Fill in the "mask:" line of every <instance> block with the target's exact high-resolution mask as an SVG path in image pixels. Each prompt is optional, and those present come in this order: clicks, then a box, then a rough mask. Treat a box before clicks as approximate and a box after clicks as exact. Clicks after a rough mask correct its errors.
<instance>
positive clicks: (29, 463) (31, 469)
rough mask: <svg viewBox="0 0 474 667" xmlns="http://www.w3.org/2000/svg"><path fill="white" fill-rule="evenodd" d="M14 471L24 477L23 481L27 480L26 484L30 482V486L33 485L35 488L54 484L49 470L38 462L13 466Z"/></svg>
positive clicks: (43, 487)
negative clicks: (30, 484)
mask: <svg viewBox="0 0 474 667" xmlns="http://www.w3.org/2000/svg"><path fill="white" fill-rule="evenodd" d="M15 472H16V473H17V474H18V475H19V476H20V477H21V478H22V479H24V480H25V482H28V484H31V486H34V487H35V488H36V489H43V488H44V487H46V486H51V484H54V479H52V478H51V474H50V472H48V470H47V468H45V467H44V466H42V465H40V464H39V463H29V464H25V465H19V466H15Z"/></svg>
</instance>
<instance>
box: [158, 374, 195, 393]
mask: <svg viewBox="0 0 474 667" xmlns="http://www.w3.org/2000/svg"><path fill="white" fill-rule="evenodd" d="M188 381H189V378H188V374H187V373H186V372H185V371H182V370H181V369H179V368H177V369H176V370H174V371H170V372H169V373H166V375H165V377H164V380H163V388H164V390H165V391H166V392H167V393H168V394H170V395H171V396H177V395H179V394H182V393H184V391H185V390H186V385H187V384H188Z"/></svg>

**Exercise instructions:** What lines in the records contain the word "rough"? Return each one.

**Answer section:**
Fill in the "mask:" line of every <instance> block with the target's exact high-resolution mask as an SVG path in image pixels. Each prompt is optional, and those present come in this order: clicks, then a box, then a rough mask. Treat a box before clicks as approximate and a box after clicks as exact. Clicks after a rough mask correct its errors.
rough mask: <svg viewBox="0 0 474 667" xmlns="http://www.w3.org/2000/svg"><path fill="white" fill-rule="evenodd" d="M14 471L24 477L23 481L27 480L26 484L30 482V486L33 485L35 488L54 484L49 470L38 462L13 466Z"/></svg>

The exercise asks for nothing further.